Saved data entries
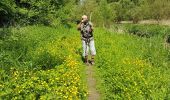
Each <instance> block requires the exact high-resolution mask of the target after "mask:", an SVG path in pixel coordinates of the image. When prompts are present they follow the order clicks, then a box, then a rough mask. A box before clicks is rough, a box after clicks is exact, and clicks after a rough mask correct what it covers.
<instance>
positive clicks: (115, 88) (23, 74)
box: [0, 25, 170, 100]
mask: <svg viewBox="0 0 170 100" xmlns="http://www.w3.org/2000/svg"><path fill="white" fill-rule="evenodd" d="M73 27H74V28H70V29H69V28H64V27H62V26H59V27H56V28H53V27H47V26H40V25H37V26H26V27H21V28H19V29H17V28H9V29H5V30H2V29H1V30H0V31H1V32H3V33H4V34H3V35H1V37H0V47H1V48H0V99H7V100H11V99H27V100H30V99H54V100H55V99H62V100H63V99H66V100H67V99H73V100H77V99H81V100H84V99H85V100H86V99H87V84H86V76H85V66H84V64H83V63H82V61H81V53H82V51H81V50H82V47H81V40H80V33H79V32H78V31H77V30H76V27H75V26H73ZM121 27H125V28H123V29H126V28H127V27H133V26H128V25H125V26H121ZM134 27H135V28H134ZM134 27H133V28H128V30H130V29H131V30H132V31H136V30H137V31H138V32H139V33H140V32H141V30H143V29H145V26H143V25H142V26H140V25H138V26H134ZM140 27H141V28H140ZM150 27H151V28H150ZM146 29H148V30H150V31H147V32H149V33H152V34H153V33H154V31H158V30H159V29H160V30H161V31H160V32H157V33H156V34H154V35H149V37H147V36H146V37H145V36H144V37H140V36H138V35H130V34H129V31H124V33H123V34H119V33H117V32H114V31H113V30H111V31H110V30H108V29H103V28H96V29H95V32H94V36H95V45H96V50H97V55H96V58H95V61H96V65H95V66H94V68H95V72H96V77H97V88H98V90H99V92H100V93H101V97H102V98H101V99H102V100H114V99H120V100H121V99H132V100H138V99H139V100H141V99H142V100H143V99H144V100H145V99H149V100H152V99H154V100H155V99H156V100H157V99H165V100H168V99H170V95H169V94H170V75H169V71H170V68H169V65H170V51H169V50H168V49H165V48H164V45H163V43H164V39H163V35H164V34H165V32H168V31H163V30H164V29H166V30H168V29H167V28H165V27H162V28H161V26H146ZM142 32H143V31H142ZM166 34H167V33H166Z"/></svg>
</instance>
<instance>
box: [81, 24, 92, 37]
mask: <svg viewBox="0 0 170 100" xmlns="http://www.w3.org/2000/svg"><path fill="white" fill-rule="evenodd" d="M91 27H92V24H90V22H87V23H86V24H84V23H83V24H82V26H81V34H82V37H83V38H87V39H88V38H91V37H93V33H92V29H91ZM90 30H91V31H90Z"/></svg>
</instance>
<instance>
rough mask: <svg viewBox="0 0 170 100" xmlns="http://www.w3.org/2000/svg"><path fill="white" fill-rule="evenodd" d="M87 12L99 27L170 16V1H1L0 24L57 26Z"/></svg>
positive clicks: (95, 0)
mask: <svg viewBox="0 0 170 100" xmlns="http://www.w3.org/2000/svg"><path fill="white" fill-rule="evenodd" d="M83 14H86V15H88V16H89V17H90V20H92V21H93V22H94V23H95V24H96V25H98V26H108V25H110V24H112V23H120V22H121V21H124V20H126V21H133V23H138V21H140V20H148V19H155V20H157V21H160V20H162V19H169V18H170V0H1V1H0V25H1V26H4V25H16V24H22V25H28V24H44V25H54V26H55V25H58V24H62V23H67V22H68V21H75V20H78V19H80V17H81V15H83Z"/></svg>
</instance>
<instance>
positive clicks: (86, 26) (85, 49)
mask: <svg viewBox="0 0 170 100" xmlns="http://www.w3.org/2000/svg"><path fill="white" fill-rule="evenodd" d="M77 29H78V30H79V31H80V33H81V40H82V47H83V54H82V56H83V59H84V63H85V64H89V63H90V64H92V65H94V57H95V55H96V49H95V44H94V36H93V31H94V29H93V24H92V23H91V22H90V21H89V20H88V17H87V16H86V15H83V16H82V20H81V21H80V23H79V24H78V26H77ZM89 49H90V53H91V60H88V54H89Z"/></svg>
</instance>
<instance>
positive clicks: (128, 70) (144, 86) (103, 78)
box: [96, 26, 170, 100]
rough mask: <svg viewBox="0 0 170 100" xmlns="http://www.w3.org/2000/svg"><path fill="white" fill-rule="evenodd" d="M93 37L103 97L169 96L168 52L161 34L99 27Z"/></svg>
mask: <svg viewBox="0 0 170 100" xmlns="http://www.w3.org/2000/svg"><path fill="white" fill-rule="evenodd" d="M142 27H143V26H142ZM146 28H148V27H146ZM96 41H97V42H96V43H97V44H96V46H97V65H96V71H97V76H98V83H99V85H98V89H99V91H100V92H101V94H102V96H101V97H102V99H104V100H114V99H116V100H117V99H128V100H131V99H132V100H145V99H149V100H152V99H154V100H157V99H161V100H163V99H166V100H168V99H169V98H170V95H169V94H170V88H169V87H170V85H169V83H170V75H169V71H170V68H169V64H170V60H169V54H170V52H169V50H168V49H165V48H164V39H163V38H162V34H156V35H154V36H152V37H150V38H148V37H139V36H136V35H130V34H129V33H127V34H117V33H115V32H109V31H108V30H105V31H104V30H99V31H97V32H96Z"/></svg>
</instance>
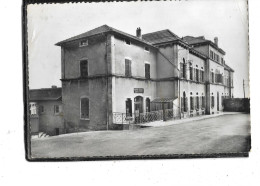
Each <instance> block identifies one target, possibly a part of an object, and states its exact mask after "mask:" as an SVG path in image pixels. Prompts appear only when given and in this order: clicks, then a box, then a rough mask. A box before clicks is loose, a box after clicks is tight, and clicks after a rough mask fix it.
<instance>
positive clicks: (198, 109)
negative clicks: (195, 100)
mask: <svg viewBox="0 0 260 186" xmlns="http://www.w3.org/2000/svg"><path fill="white" fill-rule="evenodd" d="M196 99H197V101H196V102H197V104H196V108H197V110H199V109H200V97H199V96H197V97H196Z"/></svg>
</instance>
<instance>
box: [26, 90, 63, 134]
mask: <svg viewBox="0 0 260 186" xmlns="http://www.w3.org/2000/svg"><path fill="white" fill-rule="evenodd" d="M29 100H30V101H29V117H30V131H31V133H32V134H37V133H39V132H43V133H46V134H48V135H58V134H62V133H64V125H63V114H62V101H61V100H62V98H61V88H57V87H56V86H53V87H52V88H43V89H32V90H30V91H29Z"/></svg>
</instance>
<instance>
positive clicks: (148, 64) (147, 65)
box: [145, 64, 150, 79]
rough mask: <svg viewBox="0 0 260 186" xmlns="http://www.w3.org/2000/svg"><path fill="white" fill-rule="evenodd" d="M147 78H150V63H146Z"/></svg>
mask: <svg viewBox="0 0 260 186" xmlns="http://www.w3.org/2000/svg"><path fill="white" fill-rule="evenodd" d="M145 78H146V79H150V64H145Z"/></svg>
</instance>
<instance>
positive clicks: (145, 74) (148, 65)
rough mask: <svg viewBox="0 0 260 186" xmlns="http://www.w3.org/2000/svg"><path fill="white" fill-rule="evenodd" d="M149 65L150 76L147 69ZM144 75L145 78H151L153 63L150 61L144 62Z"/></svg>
mask: <svg viewBox="0 0 260 186" xmlns="http://www.w3.org/2000/svg"><path fill="white" fill-rule="evenodd" d="M147 66H149V68H148V69H149V74H148V75H149V77H148V76H147V70H146V67H147ZM144 77H145V79H151V64H150V63H149V62H145V63H144Z"/></svg>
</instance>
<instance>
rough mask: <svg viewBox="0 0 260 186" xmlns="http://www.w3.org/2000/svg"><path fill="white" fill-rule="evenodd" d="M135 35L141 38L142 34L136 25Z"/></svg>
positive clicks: (139, 29) (136, 36)
mask: <svg viewBox="0 0 260 186" xmlns="http://www.w3.org/2000/svg"><path fill="white" fill-rule="evenodd" d="M136 37H138V38H139V39H142V34H141V28H140V27H138V28H137V29H136Z"/></svg>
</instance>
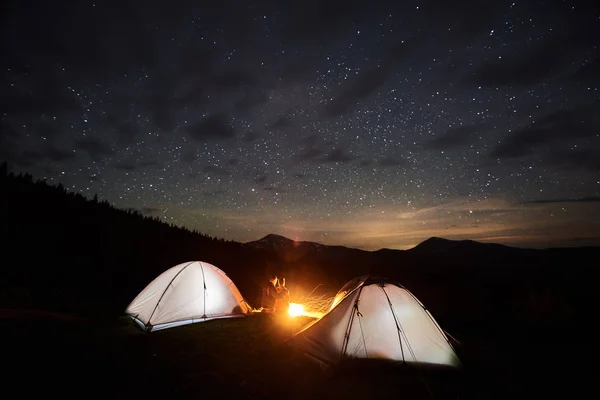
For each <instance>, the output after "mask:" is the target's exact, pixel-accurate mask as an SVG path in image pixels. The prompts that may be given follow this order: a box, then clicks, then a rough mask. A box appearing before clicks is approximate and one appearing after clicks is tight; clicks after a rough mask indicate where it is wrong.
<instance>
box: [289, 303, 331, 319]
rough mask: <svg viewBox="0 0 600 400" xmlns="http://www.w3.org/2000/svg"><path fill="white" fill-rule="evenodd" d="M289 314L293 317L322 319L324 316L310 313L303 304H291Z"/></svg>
mask: <svg viewBox="0 0 600 400" xmlns="http://www.w3.org/2000/svg"><path fill="white" fill-rule="evenodd" d="M288 314H289V315H290V316H291V317H311V318H321V317H322V316H323V313H322V312H319V311H308V310H306V309H305V308H304V305H303V304H298V303H290V307H289V308H288Z"/></svg>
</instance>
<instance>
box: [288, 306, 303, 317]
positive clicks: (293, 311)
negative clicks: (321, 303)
mask: <svg viewBox="0 0 600 400" xmlns="http://www.w3.org/2000/svg"><path fill="white" fill-rule="evenodd" d="M288 313H289V314H290V316H292V317H299V316H301V315H303V314H304V306H303V305H302V304H296V303H290V307H289V309H288Z"/></svg>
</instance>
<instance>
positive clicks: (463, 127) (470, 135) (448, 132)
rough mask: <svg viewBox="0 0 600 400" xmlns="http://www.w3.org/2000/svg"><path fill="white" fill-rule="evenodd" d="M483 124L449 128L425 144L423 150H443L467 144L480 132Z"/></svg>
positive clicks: (449, 148)
mask: <svg viewBox="0 0 600 400" xmlns="http://www.w3.org/2000/svg"><path fill="white" fill-rule="evenodd" d="M483 127H484V125H483V124H473V125H460V126H453V127H451V128H449V129H448V130H447V131H446V133H445V134H443V135H438V136H436V137H434V138H433V139H431V140H429V141H427V142H425V143H424V144H423V147H424V148H425V149H434V150H445V149H450V148H453V147H457V146H461V145H464V144H466V143H469V142H470V140H471V139H472V138H473V136H474V135H475V134H476V133H478V132H481V129H482V128H483Z"/></svg>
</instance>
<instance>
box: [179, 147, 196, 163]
mask: <svg viewBox="0 0 600 400" xmlns="http://www.w3.org/2000/svg"><path fill="white" fill-rule="evenodd" d="M197 159H198V154H197V153H196V150H195V149H186V150H184V151H183V152H182V153H181V161H183V162H185V163H188V164H191V163H193V162H194V161H196V160H197Z"/></svg>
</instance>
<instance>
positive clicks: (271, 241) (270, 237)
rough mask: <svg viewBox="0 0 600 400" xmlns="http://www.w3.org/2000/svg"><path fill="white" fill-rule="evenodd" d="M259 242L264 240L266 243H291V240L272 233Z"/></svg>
mask: <svg viewBox="0 0 600 400" xmlns="http://www.w3.org/2000/svg"><path fill="white" fill-rule="evenodd" d="M259 240H261V241H262V240H265V241H268V242H293V240H291V239H288V238H286V237H285V236H281V235H276V234H274V233H269V234H268V235H266V236H265V237H263V238H261V239H259Z"/></svg>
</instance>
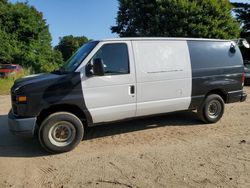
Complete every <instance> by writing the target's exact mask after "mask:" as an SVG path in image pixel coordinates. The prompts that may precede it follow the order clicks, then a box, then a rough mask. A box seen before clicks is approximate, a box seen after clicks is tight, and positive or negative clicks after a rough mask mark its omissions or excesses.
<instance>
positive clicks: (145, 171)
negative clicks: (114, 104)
mask: <svg viewBox="0 0 250 188" xmlns="http://www.w3.org/2000/svg"><path fill="white" fill-rule="evenodd" d="M245 90H246V91H247V92H248V95H249V96H250V87H247V88H245ZM9 101H10V99H9V96H0V187H32V188H33V187H60V188H61V187H125V188H126V187H128V188H129V187H250V99H248V100H247V101H246V102H244V103H235V104H229V105H226V111H225V114H224V117H223V118H222V119H221V121H219V122H218V123H216V124H212V125H205V124H202V123H201V122H200V121H199V120H198V119H197V118H196V116H195V114H194V113H192V112H178V113H171V114H167V115H163V116H158V117H151V118H144V119H140V120H134V121H129V122H125V123H117V124H113V125H106V126H99V127H95V128H91V129H90V130H88V132H87V133H86V137H85V140H84V141H82V143H80V145H79V146H78V147H77V148H76V149H75V150H74V151H72V152H69V153H65V154H60V155H48V154H47V153H46V152H44V151H43V149H42V148H41V147H40V145H39V143H38V141H37V140H36V139H33V140H32V139H23V138H18V137H16V136H13V135H11V134H10V133H9V131H8V125H7V113H8V111H9V109H10V104H9Z"/></svg>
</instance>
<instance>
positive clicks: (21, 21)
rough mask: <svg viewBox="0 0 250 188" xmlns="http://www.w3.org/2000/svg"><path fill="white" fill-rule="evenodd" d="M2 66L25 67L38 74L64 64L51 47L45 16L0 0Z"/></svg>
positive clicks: (49, 70) (1, 61) (51, 47)
mask: <svg viewBox="0 0 250 188" xmlns="http://www.w3.org/2000/svg"><path fill="white" fill-rule="evenodd" d="M0 63H14V64H21V65H22V66H24V67H31V68H32V69H34V70H35V71H36V72H40V71H51V70H54V69H56V68H58V67H60V66H61V65H62V63H63V60H62V56H61V54H60V53H59V52H57V51H54V50H53V48H52V46H51V35H50V33H49V29H48V25H47V24H46V20H44V19H43V14H42V13H40V12H38V11H37V10H36V9H35V8H34V7H32V6H29V5H28V4H27V3H16V4H11V3H8V2H7V0H0Z"/></svg>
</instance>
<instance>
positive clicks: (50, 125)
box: [39, 112, 84, 153]
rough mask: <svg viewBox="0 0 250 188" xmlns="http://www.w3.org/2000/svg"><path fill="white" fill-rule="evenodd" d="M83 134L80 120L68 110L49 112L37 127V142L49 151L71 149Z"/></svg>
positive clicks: (79, 119)
mask: <svg viewBox="0 0 250 188" xmlns="http://www.w3.org/2000/svg"><path fill="white" fill-rule="evenodd" d="M83 135H84V127H83V124H82V122H81V120H80V119H79V118H78V117H76V116H75V115H74V114H71V113H68V112H57V113H54V114H51V115H50V116H48V117H47V118H46V119H45V120H44V121H43V122H42V124H41V126H40V128H39V142H40V144H41V145H42V147H43V148H44V149H45V150H47V151H48V152H50V153H63V152H68V151H71V150H73V149H74V148H75V147H76V146H77V145H78V144H79V143H80V141H81V140H82V138H83Z"/></svg>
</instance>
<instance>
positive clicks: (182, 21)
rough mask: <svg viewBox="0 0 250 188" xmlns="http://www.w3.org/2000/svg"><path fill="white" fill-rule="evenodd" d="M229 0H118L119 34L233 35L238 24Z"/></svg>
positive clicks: (127, 36) (116, 29)
mask: <svg viewBox="0 0 250 188" xmlns="http://www.w3.org/2000/svg"><path fill="white" fill-rule="evenodd" d="M230 12H231V5H230V3H229V1H228V0H119V11H118V15H117V18H116V19H117V25H116V26H113V27H111V30H112V32H113V33H118V34H119V35H120V36H121V37H147V36H157V37H204V38H236V37H238V36H239V24H238V23H237V22H236V21H235V20H234V19H233V18H232V16H231V13H230Z"/></svg>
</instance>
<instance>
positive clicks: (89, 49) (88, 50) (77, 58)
mask: <svg viewBox="0 0 250 188" xmlns="http://www.w3.org/2000/svg"><path fill="white" fill-rule="evenodd" d="M98 43H99V42H98V41H92V42H88V43H86V44H84V45H83V46H82V47H81V48H79V49H78V50H77V51H76V53H74V54H73V55H72V56H71V57H70V58H69V59H68V60H67V62H66V66H65V68H64V70H65V71H66V72H73V71H75V70H76V68H77V67H78V66H79V65H80V64H81V63H82V61H83V60H84V59H85V58H86V57H87V56H88V55H89V53H90V52H91V51H92V50H93V49H94V47H95V46H96V45H97V44H98Z"/></svg>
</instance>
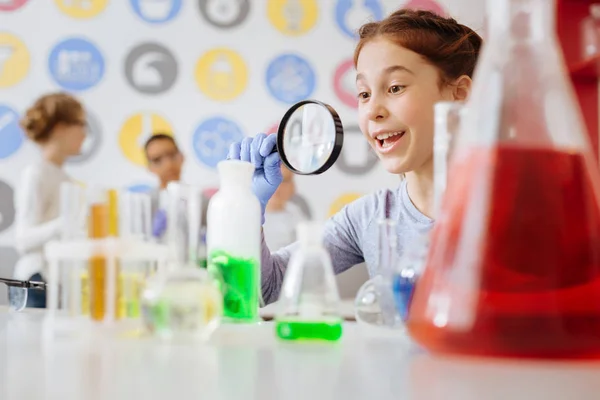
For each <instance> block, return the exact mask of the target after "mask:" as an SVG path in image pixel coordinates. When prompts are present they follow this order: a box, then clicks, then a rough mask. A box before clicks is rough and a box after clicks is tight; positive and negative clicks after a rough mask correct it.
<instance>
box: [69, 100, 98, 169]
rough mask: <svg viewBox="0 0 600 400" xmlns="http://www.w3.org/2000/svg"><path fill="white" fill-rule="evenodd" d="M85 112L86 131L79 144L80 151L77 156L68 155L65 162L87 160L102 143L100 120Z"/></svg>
mask: <svg viewBox="0 0 600 400" xmlns="http://www.w3.org/2000/svg"><path fill="white" fill-rule="evenodd" d="M86 113H87V124H88V126H87V132H86V138H85V140H84V142H83V145H82V146H81V153H80V154H79V155H77V156H74V157H70V158H69V159H68V160H67V162H68V163H69V164H81V163H84V162H86V161H89V160H90V159H91V158H92V157H93V156H94V155H96V153H97V152H98V149H99V148H100V145H101V144H102V130H101V128H100V122H99V121H98V118H96V117H95V116H94V115H92V114H91V113H90V112H89V111H87V112H86Z"/></svg>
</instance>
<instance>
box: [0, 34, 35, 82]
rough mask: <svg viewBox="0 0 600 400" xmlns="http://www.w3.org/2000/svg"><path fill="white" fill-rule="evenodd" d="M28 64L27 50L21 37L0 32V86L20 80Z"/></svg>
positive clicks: (27, 56)
mask: <svg viewBox="0 0 600 400" xmlns="http://www.w3.org/2000/svg"><path fill="white" fill-rule="evenodd" d="M29 64H30V57H29V51H28V50H27V47H25V44H24V43H23V42H22V41H21V39H19V38H18V37H16V36H14V35H11V34H10V33H6V32H0V88H6V87H10V86H14V85H16V84H17V83H19V82H21V81H22V80H23V78H25V76H26V75H27V73H28V72H29Z"/></svg>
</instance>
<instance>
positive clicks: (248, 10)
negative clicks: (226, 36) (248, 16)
mask: <svg viewBox="0 0 600 400" xmlns="http://www.w3.org/2000/svg"><path fill="white" fill-rule="evenodd" d="M198 6H199V8H200V14H202V17H204V19H205V20H206V21H207V22H208V23H209V24H211V25H213V26H216V27H217V28H224V29H228V28H234V27H236V26H238V25H241V24H242V23H243V22H244V21H245V20H246V18H248V14H249V13H250V0H198Z"/></svg>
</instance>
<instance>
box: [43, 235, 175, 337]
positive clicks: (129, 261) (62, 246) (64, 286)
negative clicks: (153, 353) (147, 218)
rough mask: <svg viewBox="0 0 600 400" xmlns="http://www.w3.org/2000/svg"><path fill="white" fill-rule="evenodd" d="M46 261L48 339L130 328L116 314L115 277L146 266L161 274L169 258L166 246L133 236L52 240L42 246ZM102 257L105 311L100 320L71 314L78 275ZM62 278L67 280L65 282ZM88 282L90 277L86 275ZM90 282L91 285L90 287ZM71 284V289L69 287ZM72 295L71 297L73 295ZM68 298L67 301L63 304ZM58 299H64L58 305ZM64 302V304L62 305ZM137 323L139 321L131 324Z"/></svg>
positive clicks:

Task brief:
Return verbatim every line from the beginning of the records through the line containing "box: [0, 25, 170, 100]", including both ends. Leave the pictures out of your answer.

Exercise answer:
Each <instance> block requires the exact high-resolution mask of the target after "mask:", an SVG path in pixel coordinates of the image. When prompts are present they follow the order clicks, then a box, then a rough mask. A box before clicks is rough, a box after clicks is exact, and clicks after a rough mask correct what it covers.
<instance>
positive clicks: (115, 88) (23, 74)
box: [0, 25, 170, 100]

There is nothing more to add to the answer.